== Texte à lire ==

Comment fonctionne la couleur des yeux ?
L’iris, avec sa teinte, ses nuances et ses textures, rend chaque œil unique au monde. Des mécanismes physiques et génétiques complexes, et pour partie encore inconnus, sont à l’origine des spécificités de notre regard.
© Federica Giampetruzzi / EyeEm
Bleu azur ou noisette, vert émeraude ou dorée, souvent irisée, la couleur des yeux fascine et interroge. Son déterminisme génétique et sa transmission dans les populations sont des questions moins triviales qu’il n’y parait. « Quand on évoque la couleur des yeux, encore faut-il préciser de quoi on parle », estime le généticien des populations Paul Verdu, qui travaille au Museum d’Histoire Naturelle (Paris). « La couleur est un phénomène complexe. Elle est le fait de mécanismes physiques, comme le spectre chromatique de la lumière et la réflexion des différentes couleurs sur les objets. Mais il y a aussi des mécanismes biologiques et chimiques puisque nous percevons aussi les couleurs grâce aux cellules de notre œil. Si l’on va plus loin, en anthropologie, la couleur est une construction du cerveau, ce n’est pas quelque chose qui existe en soi. Nous ne pouvons d’ailleurs pas savoir si nous reconstruisons tous les couleurs de la même manière, c’est-à-dire si ce que nous appelons rouge, par exemple, est vu et interprété de la même façon par le cerveau de tout le monde ! », prévient-il.

===
== Informations ==

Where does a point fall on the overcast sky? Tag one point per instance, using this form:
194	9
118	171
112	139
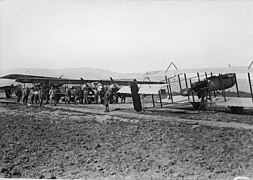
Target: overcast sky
125	36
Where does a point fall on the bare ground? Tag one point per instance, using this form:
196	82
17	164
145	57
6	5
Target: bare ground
81	141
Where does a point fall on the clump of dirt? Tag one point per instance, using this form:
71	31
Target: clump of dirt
48	143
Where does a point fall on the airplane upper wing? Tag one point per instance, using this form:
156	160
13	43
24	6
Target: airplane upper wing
224	70
52	80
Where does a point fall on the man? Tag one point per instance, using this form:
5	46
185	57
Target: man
26	94
135	96
18	93
52	95
109	96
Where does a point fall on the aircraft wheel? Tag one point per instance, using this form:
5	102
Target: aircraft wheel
199	105
236	109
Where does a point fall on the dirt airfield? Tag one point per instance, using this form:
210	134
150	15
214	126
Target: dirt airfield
82	141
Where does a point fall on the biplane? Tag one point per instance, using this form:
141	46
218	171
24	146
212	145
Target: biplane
208	87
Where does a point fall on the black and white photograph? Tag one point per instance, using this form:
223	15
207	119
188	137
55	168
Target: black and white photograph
126	89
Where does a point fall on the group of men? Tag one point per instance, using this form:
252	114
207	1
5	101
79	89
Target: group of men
75	94
27	95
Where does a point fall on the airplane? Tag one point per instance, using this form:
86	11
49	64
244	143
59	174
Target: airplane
47	81
213	90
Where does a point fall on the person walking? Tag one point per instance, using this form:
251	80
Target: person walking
52	96
18	93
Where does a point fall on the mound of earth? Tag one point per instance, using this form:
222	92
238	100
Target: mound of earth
58	142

===

Répondez à ces questions sur le texte consacré à la couleur des yeux :
(a) Quelle est la profession de Paul Verdu ?
(b) D'après le début du texte, quels mécanismes sont à l'origine des spécificités de notre regard ?
(c) En anthropologie, que représente la couleur ?
Appuyez-vous uniquement sur le texte.

> _Votre réponse_
(a) Il est généticien des populations et travaille au Museum d'Histoire Naturelle (Paris).
(b) Des mécanismes physiques et génétiques complexes, et pour partie encore inconnus.
(c) Une construction du cerveau, pas quelque chose qui existe en soi.